— Text excerpt —
____

Fresh light on how UK may have treated Jews if Nazis invaded

As Holocaust raged, UK officials blamed Jews for rising wartime anti-Semitism

A classified file recently released to a British newspaper lifts the lid on complacency and prejudice at the heart of Winston Churchill’s propaganda ministry

Robert Philpot is a writer and journalist. He is the former editor of Progress magazine and the author of “Margaret Thatcher: The Honorary Jew.”

Jews study while taking shelter in an East End wine cellar, London, 1940 (IWM Ministry of Information Second World War Official Collection/ Bill Brandt)
Jews study while taking shelter in an East End wine cellar, London, 1940 (IWM Ministry of Information Second World War Official Collection/ Bill Brandt)

LONDON — British government officials were repeatedly warned of a rising tide of anti-Semitism on the home front during World War II, but took no action to counter it, newly released documents have revealed.

Instead, they said Jews themselves were to blame for any increase in prejudice, and belittled reports of it.

____

— Exercise 1 —
Output every line of the point labeling entries below as a Markdown table with the columns Row and Line, numbering each line and skipping blank lines. Leave the pictures out of the table.
The entries that come next are unrelated to the article.

— Excerpts from a point labeling dataset —

____

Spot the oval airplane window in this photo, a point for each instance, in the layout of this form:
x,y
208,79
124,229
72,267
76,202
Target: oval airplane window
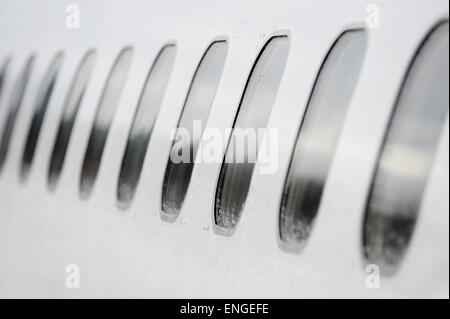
x,y
103,118
318,136
242,149
14,106
144,119
42,100
407,154
70,111
195,112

____

— Exercise 2 —
Reproduce the passage of the article from "A classified file" to "documents have revealed.".

— Right answer 1 —
| Row | Line |
|---|---|
| 1 | Spot the oval airplane window in this photo, a point for each instance, in the layout of this form: |
| 2 | x,y |
| 3 | 208,79 |
| 4 | 124,229 |
| 5 | 72,267 |
| 6 | 76,202 |
| 7 | Target: oval airplane window |
| 8 | x,y |
| 9 | 103,118 |
| 10 | 318,136 |
| 11 | 242,149 |
| 12 | 14,106 |
| 13 | 144,119 |
| 14 | 42,100 |
| 15 | 407,154 |
| 16 | 70,111 |
| 17 | 195,112 |

— Right answer 2 —
A classified file recently released to a British newspaper lifts the lid on complacency and prejudice at the heart of Winston Churchill’s propaganda ministry

Robert Philpot is a writer and journalist. He is the former editor of Progress magazine and the author of “Margaret Thatcher: The Honorary Jew.”

Jews study while taking shelter in an East End wine cellar, London, 1940 (IWM Ministry of Information Second World War Official Collection/ Bill Brandt)
Jews study while taking shelter in an East End wine cellar, London, 1940 (IWM Ministry of Information Second World War Official Collection/ Bill Brandt)

LONDON — British government officials were repeatedly warned of a rising tide of anti-Semitism on the home front during World War II, but took no action to counter it, newly released documents have revealed.